(TEXTO DEL DOCUMENTO):
Por estas fechas es habitual que las autoridades académicas de las universidades españolas emitan al profesorado mensajes instando a la tolerancia cero con las novatadas estudiantiles, a la par que conminan al alumnado a no caer en semejantes manifestaciones de insolidaridad. Supongo que los equipos rectorales tienen sus buenas razones para prohibir estas bienvenidas gamberriles y descontroladas, aunque también es verdad que –quizá con la excepción del tiempo de alarma por pandemia— tales admoniciones casi nunca han impedido que se lleven a cabo.
He de confesar que mi propia experiencia de novatadas fue original y divertida, y causa de amistades duraderas, por lo que guardo un grato recuerdo (otro día quizá os la cuente). Pero eso sucedió en otros tiempos. Ignoro si en las novatadas actuales los veteranos se propasan en sus bromas e incurren en humillaciones improcedentes o que traspasan el límite (problemático) de lo correcto. En mi reducido ámbito he presenciado episodios aislados en los que los veteranos sacaban de clase a los novatos y los sometían a una serie de pruebas estrambóticas, pero a menudo se me han antojado más festivos que vejatorios. Los nuevos se apuntaban voluntariamente (solo faltaría…), y, dejándose llevar por el espíritu de cachondeo del momento, parecían disfrutar.
Es comprensible que las autoridades académicas quieran poner freno a las novatadas, pero no sé si en ocasiones se exagera su gravedad. Sí, nuestros jóvenes abusan del alcohol, de las sustancias tóxicas, e incurren en otras lamentables adicciones como las pantallas o el juego; siempre he pensado que de esto tenemos más culpa los adultos, y el mundo que les estamos legando, pero no voy a desarrollar este asunto ahora. Solo apuntaré, a modo de contraste, que los años universitarios suele ser tiempo de ampliar las relaciones humanas, y esto implica también cierto volumen de diversión social. Promociones como las que ahora están en tercer curso han visto cómo la pandemia les ha cortado el rollo, y acaso teman despertar pronto con un título en la mano y la presión de buscarse la vida laboral, y lamenten haber quemado lo mejor de su etapa universitaria.

(Entradas de un conjunto de datos):
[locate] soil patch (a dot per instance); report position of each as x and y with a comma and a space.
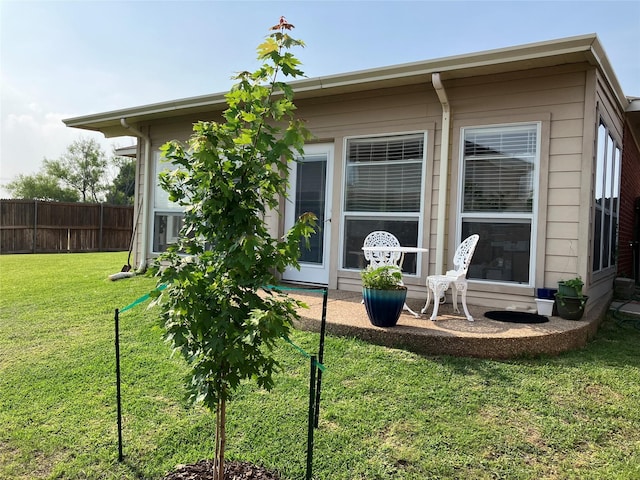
203, 470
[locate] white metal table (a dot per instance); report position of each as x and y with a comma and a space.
402, 250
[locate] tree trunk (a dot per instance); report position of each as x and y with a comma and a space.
218, 463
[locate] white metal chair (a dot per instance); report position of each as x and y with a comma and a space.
380, 238
438, 284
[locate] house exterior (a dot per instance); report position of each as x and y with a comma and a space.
527, 146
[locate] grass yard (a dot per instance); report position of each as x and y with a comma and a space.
386, 414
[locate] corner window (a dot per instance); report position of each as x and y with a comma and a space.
499, 171
606, 201
383, 191
167, 216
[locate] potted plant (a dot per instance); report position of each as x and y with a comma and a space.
384, 294
569, 300
571, 287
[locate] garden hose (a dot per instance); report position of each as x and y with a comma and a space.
624, 319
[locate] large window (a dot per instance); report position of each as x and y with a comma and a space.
167, 216
499, 172
383, 191
607, 199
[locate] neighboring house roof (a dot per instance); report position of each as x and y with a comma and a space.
584, 48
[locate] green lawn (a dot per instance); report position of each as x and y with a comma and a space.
385, 413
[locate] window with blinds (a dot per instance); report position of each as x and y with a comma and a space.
383, 191
498, 196
384, 174
606, 201
498, 169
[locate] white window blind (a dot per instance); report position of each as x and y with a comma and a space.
499, 164
384, 174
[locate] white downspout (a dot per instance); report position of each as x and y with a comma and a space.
444, 171
142, 264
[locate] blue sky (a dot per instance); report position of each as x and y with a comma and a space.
61, 59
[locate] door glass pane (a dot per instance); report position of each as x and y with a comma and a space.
310, 197
166, 228
503, 251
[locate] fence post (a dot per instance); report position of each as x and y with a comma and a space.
101, 226
35, 226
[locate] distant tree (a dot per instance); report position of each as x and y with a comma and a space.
41, 186
122, 189
82, 167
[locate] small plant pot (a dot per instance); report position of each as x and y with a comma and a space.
546, 293
545, 306
384, 306
568, 291
571, 308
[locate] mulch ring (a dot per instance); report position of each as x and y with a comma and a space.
203, 470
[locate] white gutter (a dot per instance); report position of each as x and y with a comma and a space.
444, 171
142, 264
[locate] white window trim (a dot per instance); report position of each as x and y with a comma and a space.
419, 216
533, 216
171, 209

(PREGUNTAS):
1) En el texto sobre las novatadas, ¿cómo describe quien escribe su propia experiencia de novatadas?
2) Copia del texto sobre las novatadas el fragmento que va desde "Es comprensible que" hasta "su etapa universitaria.".
El listado no es necesario.

(RESPUESTAS):
1) Fue original y divertida, dio lugar a amistades duraderas, y por eso guarda de ella un grato recuerdo.

2)
Es comprensible que las autoridades académicas quieran poner freno a las novatadas, pero no sé si en ocasiones se exagera su gravedad. Sí, nuestros jóvenes abusan del alcohol, de las sustancias tóxicas, e incurren en otras lamentables adicciones como las pantallas o el juego; siempre he pensado que de esto tenemos más culpa los adultos, y el mundo que les estamos legando, pero no voy a desarrollar este asunto ahora. Solo apuntaré, a modo de contraste, que los años universitarios suele ser tiempo de ampliar las relaciones humanas, y esto implica también cierto volumen de diversión social. Promociones como las que ahora están en tercer curso han visto cómo la pandemia les ha cortado el rollo, y acaso teman despertar pronto con un título en la mano y la presión de buscarse la vida laboral, y lamenten haber quemado lo mejor de su etapa universitaria.